▶ AIM OF THE EXERCISE:
In the rows below, copy word for word everything from the line containing "Q. Point to the tree" through the line containing "pixel 313 85", including both of those lines.

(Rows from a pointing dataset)
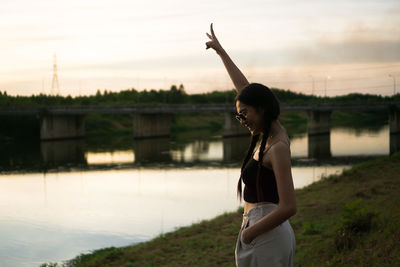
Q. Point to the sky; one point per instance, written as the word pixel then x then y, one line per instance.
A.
pixel 313 47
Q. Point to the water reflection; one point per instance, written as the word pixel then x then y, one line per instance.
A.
pixel 152 150
pixel 56 216
pixel 394 143
pixel 164 151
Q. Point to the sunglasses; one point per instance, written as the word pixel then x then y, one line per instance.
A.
pixel 240 117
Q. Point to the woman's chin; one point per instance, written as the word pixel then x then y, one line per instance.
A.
pixel 253 132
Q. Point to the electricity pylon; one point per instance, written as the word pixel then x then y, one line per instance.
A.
pixel 55 77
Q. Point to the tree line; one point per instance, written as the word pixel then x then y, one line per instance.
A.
pixel 178 95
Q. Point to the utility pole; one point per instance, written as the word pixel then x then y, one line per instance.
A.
pixel 326 81
pixel 394 83
pixel 55 77
pixel 313 85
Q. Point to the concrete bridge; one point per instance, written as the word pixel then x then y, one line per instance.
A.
pixel 149 121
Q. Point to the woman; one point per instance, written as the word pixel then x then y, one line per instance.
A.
pixel 266 237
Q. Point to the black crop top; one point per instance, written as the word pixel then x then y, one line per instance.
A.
pixel 267 183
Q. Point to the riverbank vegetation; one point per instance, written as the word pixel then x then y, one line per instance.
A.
pixel 352 219
pixel 178 95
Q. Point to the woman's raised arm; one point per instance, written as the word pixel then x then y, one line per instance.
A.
pixel 237 77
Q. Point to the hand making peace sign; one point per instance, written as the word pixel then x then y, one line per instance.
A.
pixel 214 43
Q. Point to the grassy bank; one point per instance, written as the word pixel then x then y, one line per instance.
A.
pixel 347 220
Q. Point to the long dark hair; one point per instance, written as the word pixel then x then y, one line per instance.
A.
pixel 262 98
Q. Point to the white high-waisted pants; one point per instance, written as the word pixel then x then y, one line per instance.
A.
pixel 274 248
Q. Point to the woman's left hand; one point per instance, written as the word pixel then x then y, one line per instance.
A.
pixel 246 237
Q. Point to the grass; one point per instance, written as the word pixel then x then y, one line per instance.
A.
pixel 347 220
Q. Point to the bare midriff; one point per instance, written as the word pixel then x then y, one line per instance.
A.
pixel 248 206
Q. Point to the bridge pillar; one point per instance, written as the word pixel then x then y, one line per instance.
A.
pixel 319 122
pixel 319 131
pixel 232 126
pixel 394 120
pixel 234 149
pixel 54 127
pixel 63 152
pixel 319 146
pixel 151 125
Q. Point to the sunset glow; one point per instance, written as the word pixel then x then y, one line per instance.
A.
pixel 122 44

▶ REPLY TO THE EXERCISE:
Q. Point to the tree line; one point per instance, written as the word pixel then x then y, one line per instance.
A.
pixel 178 95
Q. Point to the utility pole; one point per instance, written as the word pixel then x then y, one line per instance.
A.
pixel 326 81
pixel 394 83
pixel 55 77
pixel 313 85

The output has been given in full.